Document text
One immediately gets drawn into the turmoil that you set out to describe. The man is somehow made for you, I don’t know who your Napoleon was, but you have inherited your fair share of the two men’s drive for mastery, which in your case is directed towards the language. While I was reading I couldn’t get the image of a dashing horseman on a noble steed out of my mind. I slip easily into your thoughts, as if they were old acquaintances.
7

There are various hints and suggestions that Zweig was not only Freud’s conversation partner and correspondent, but also one of his patients. Zweig’s friend Benno Geiger, for example, comments to that effect in his (admittedly rather unreliable) memoirs, which will be discussed in more detail later. On the other hand there is no evidence in Zweig’s diaries or in the published correspondence with Freud to indicate that this was the case.

What is beyond doubt, however, is the admiration that Zweig felt for Freud and his work. Without having studied Freud’s works in any depth prior to this time, he instinctively understood how works of fiction could also benefit from the fact that Freud had dared to speak openly about matters that had hitherto been considered too embarrassing for discussion, things that were only whispered behind closed doors. Zweig’s interest was not just coincidental, for in his most recent short stories he was trying to portray psychologically fascinating events seen from an unusual perspective—hence the fact that the stories in the 1911 collection
Erstes Erlebnis
were subtitled
Stories from the Land of Childhood
. Reviewing the collection in the
Zeitschrift für Bücherfreunde
, the resident critic referred again to the author’s intentions and was fervent in his praise:

The great stylist is in his element when he charts the faintest stirrings, as yet only sensed, of a mind that is only now beginning to think for itself. The “first experience” of the title is sexual in nature. The writer has discovered the first dawning of the sexual urge in pure sensation, at a time when the physical body is still wholly childlike. What these children experience, but do not understand, perverts their character, their entire being in a matter of days or hours. They are aware neither of things nor of their own selves; the unknown disturbs them profoundly, for the very reason that they do not comprehend it.

What the task requires
In the passage on Zweig and Freud, what subtitle did the stories in the 1911 collection Erstes Erlebnis carry?

Information supplied
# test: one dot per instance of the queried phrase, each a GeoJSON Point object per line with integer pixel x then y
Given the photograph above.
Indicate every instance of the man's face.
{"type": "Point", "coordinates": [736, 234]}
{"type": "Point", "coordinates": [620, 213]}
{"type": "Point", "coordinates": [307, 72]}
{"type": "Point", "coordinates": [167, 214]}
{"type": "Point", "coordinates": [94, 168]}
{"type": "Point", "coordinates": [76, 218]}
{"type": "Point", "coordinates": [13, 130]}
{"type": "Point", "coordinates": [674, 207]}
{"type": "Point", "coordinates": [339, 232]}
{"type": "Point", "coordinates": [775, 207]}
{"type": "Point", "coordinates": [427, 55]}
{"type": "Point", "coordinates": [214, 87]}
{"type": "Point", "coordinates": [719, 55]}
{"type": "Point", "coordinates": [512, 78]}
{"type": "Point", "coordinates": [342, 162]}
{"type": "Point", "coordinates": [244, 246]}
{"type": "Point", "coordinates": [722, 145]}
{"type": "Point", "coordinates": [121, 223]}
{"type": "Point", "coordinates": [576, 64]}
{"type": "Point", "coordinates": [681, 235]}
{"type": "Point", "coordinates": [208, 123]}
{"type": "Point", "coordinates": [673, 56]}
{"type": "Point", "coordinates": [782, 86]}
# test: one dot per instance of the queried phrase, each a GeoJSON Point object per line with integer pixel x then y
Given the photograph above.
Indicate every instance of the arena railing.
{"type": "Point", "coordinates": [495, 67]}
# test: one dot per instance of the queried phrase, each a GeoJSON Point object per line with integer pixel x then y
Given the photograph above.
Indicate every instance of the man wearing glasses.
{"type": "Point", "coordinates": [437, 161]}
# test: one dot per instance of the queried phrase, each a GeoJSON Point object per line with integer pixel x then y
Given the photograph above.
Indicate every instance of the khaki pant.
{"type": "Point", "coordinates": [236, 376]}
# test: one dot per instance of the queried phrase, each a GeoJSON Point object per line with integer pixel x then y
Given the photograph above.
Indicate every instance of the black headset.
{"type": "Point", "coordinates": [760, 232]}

Response box
Stories from the Land of Childhood